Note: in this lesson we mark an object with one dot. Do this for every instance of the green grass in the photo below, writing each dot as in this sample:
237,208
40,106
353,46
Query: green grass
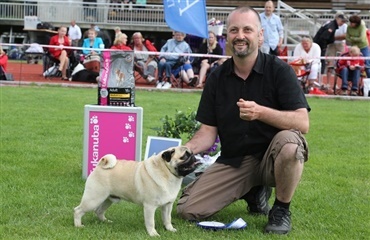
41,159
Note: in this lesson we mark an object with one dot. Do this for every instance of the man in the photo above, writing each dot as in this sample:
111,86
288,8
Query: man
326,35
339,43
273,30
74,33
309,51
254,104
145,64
◇ ◇ ◇ ◇
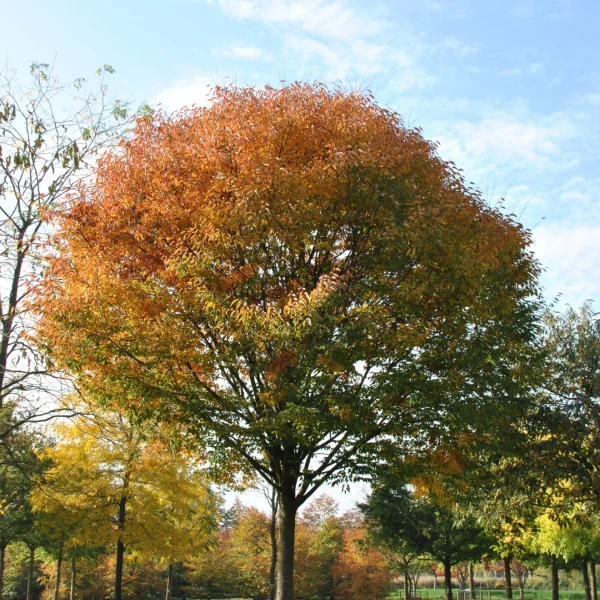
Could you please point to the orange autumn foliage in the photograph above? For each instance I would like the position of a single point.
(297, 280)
◇ ◇ ◇ ◇
TASK OBJECTIVE -> Take every line above where "lesson" appears and copy it.

SOLUTION FOR THIS EXERCISE ->
Note: in this lesson we mark an object with one dot. Do this for every instance of the green grass in the photo below, writing each dot as in this sample:
Note: in this lesson we mark an object with one dot. Do this for every instance of the man in the photo above, writing each dot as in this sample:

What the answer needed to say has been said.